• _Aim of the task_
Extract every row below verbatim, reproducing each line unchanged and in its original order.
= = = = =
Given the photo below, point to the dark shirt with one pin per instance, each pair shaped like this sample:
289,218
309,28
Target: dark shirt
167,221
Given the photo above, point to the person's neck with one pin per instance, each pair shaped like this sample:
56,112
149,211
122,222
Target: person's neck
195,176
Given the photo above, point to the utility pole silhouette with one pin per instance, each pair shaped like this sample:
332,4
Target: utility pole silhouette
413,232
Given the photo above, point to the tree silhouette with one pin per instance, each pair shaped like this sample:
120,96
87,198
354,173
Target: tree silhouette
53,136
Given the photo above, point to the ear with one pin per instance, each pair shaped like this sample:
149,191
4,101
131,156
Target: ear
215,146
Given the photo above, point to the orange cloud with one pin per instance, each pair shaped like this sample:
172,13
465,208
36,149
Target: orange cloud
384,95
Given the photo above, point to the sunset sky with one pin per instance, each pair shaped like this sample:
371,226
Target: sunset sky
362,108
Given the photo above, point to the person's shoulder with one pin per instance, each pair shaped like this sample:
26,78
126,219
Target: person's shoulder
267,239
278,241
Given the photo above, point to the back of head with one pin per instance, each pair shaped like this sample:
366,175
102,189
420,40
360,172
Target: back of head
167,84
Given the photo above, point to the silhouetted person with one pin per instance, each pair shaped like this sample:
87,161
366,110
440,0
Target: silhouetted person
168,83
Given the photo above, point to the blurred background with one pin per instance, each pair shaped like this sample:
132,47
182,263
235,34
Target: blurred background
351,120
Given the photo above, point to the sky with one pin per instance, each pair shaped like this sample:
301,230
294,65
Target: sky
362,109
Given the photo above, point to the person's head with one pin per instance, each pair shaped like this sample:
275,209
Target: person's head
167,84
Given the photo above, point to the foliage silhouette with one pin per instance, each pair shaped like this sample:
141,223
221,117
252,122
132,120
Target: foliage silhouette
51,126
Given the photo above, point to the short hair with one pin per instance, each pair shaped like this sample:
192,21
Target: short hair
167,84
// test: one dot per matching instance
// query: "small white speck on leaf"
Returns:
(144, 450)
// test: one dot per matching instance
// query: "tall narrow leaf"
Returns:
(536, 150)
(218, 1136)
= = = = =
• _Response to the task_
Given the photo below, point to the dark shirt with one pin per instance, each pair shaped like this sample:
289,218
309,28
Target: dark shirt
167,221
Given the photo above, point to the person's neck with one pin per instance, each pair shaped like this sample:
56,112
149,211
122,222
Target: person's neck
195,176
Given the photo above, point to the utility pole silhouette with one pin per instance, each pair shaped like this sample:
332,4
Target: utility pole silhouette
413,232
Given the photo above, point to the tree silhouette with one pin per instance, each pair shaped like this sample:
120,96
87,198
354,173
Target: tree silhouette
53,136
Given the photo above, point to the ear with one pin per instance, each pair shaped like this sample:
149,191
4,101
131,156
Target: ear
215,146
Given the photo above, point to the orange cloud with one pin per instance, each pair shaped like this sample:
172,13
465,208
36,149
Target: orange cloud
384,95
Given the photo above, point to the sunset sky with one pin per instance, each pair shaped like this sample:
371,226
Target: sunset sky
362,108
Given the photo above, point to the person's shoulder with one pin per instance, each pair shaped like this sample:
26,78
126,219
Target: person's shoulder
267,239
278,241
Given the photo above, point to the back of head with one pin per instance, each pair shaped like this sample:
366,175
102,189
420,40
360,172
Target: back of head
167,84
Given the photo above, point to the silhouetted person with one pin per instance, each pair shaped like this sample:
87,161
366,110
440,0
Target: silhouetted person
168,83
Given the photo above, point to the blurred background with one pin per instance, each pair shaped like this sample:
132,47
182,263
235,34
Target: blurred background
351,120
Given the photo above, point to the sky with one pin per instance, each pair shaped like this sample:
301,230
294,65
Target: sky
362,109
Given the photo above, point to the person's head with one pin per instance, each pair shaped like this sample:
275,209
Target: person's head
167,84
Given the photo above, point to the foliage silhouette with one pin per instance, each pair shaped like this sample:
141,223
221,117
252,122
132,120
Target: foliage silhouette
51,126
Given the photo above, point to the short hair with one pin per instance, each pair shaped like this sample:
192,21
Target: short hair
167,84
// test: one dot per matching instance
// query: "small white speck on leaf"
Returns:
(144, 450)
// test: one dot per matching instance
// query: "tall narrow leaf"
Returns:
(536, 150)
(218, 1136)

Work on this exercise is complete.